What is asked.
Find every line in the entries below that contains the word "standing", and copy each of those lines in full. Case counts.

(Collection entries)

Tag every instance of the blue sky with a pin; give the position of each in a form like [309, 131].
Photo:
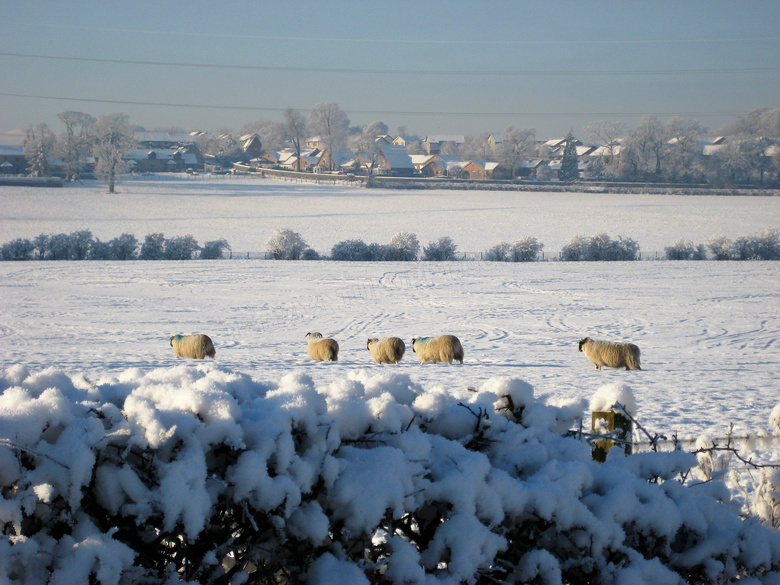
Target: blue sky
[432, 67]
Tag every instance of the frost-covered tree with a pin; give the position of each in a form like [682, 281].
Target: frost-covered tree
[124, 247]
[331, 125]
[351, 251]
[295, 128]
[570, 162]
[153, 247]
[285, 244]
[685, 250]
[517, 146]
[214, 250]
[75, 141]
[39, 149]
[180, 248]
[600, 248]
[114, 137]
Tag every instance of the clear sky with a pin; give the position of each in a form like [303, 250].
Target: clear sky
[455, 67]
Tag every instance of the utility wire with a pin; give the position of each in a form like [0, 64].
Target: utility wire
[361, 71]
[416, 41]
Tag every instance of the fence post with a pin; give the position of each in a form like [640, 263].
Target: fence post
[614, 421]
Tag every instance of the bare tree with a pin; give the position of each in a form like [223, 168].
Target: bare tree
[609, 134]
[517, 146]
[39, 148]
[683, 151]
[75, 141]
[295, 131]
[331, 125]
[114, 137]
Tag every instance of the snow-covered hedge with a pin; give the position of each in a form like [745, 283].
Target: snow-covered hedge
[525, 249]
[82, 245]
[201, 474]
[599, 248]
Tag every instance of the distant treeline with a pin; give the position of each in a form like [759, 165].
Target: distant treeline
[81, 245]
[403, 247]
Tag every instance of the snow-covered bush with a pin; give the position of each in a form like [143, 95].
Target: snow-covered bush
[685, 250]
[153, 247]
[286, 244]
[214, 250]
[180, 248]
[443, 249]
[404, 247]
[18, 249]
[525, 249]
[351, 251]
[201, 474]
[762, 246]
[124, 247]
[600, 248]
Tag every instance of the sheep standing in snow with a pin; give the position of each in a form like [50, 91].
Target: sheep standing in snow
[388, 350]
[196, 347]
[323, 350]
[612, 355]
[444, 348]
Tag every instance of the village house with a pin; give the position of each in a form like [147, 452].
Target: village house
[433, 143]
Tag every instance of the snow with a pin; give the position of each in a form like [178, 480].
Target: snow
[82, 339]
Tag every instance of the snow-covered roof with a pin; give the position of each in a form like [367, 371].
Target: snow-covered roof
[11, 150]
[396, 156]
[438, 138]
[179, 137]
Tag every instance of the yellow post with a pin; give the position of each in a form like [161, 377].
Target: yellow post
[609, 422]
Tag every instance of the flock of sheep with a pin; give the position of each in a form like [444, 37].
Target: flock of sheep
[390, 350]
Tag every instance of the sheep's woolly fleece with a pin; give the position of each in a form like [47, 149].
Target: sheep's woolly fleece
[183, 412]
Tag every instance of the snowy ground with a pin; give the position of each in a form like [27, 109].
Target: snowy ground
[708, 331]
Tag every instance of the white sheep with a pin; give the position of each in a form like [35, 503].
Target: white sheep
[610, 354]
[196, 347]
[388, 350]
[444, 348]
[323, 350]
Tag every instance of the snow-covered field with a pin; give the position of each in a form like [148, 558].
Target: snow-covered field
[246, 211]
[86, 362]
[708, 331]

==

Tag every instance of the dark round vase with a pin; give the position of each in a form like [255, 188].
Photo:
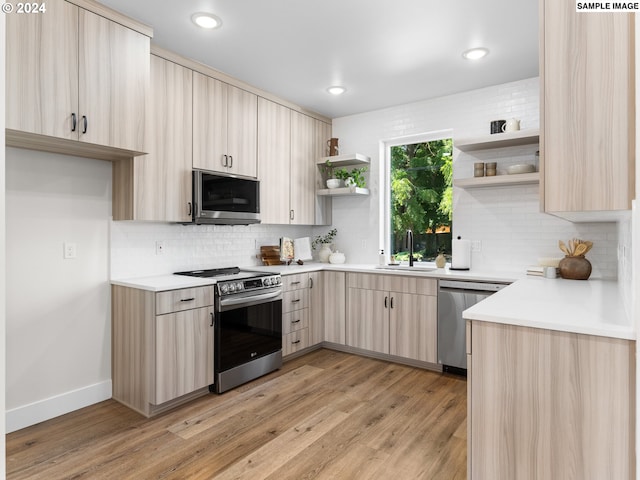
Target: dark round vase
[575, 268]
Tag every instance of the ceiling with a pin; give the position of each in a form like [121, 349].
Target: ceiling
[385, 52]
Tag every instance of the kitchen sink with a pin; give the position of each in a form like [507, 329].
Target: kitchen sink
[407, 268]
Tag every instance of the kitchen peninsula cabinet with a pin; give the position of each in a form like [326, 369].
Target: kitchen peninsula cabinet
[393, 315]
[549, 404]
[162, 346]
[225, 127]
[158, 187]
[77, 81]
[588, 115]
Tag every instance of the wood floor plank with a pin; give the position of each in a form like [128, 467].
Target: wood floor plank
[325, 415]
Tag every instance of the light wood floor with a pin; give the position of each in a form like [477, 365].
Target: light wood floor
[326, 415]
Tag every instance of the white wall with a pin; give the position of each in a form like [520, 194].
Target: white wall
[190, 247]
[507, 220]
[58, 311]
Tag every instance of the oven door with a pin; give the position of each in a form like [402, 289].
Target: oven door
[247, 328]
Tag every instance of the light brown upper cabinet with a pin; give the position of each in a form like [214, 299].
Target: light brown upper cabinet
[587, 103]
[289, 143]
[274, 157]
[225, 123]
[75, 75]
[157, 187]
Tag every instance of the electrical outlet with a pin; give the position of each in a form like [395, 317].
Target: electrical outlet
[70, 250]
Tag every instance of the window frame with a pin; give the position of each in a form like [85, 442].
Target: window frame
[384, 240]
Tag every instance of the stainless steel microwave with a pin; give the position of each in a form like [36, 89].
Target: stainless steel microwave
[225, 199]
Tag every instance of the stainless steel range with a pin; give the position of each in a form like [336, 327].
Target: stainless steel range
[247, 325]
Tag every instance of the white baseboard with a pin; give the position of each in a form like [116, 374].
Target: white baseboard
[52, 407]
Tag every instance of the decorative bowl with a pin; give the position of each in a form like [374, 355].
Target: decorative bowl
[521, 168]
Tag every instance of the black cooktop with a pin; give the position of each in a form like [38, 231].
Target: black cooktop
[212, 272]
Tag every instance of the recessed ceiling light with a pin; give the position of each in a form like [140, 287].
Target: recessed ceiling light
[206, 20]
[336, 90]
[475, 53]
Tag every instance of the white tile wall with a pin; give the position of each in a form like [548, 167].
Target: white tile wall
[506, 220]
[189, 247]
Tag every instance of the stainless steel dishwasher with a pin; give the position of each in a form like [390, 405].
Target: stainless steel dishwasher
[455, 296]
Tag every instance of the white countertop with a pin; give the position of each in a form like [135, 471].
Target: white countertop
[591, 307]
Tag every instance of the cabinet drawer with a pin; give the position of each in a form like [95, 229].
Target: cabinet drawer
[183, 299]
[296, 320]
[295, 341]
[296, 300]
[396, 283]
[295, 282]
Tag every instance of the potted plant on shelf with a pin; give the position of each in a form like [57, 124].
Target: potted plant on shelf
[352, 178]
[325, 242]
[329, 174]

Correct output.
Tag every instance of the sheep standing in snow with a pin; give the position of each in a form like [50, 91].
Target: sheep standing in snow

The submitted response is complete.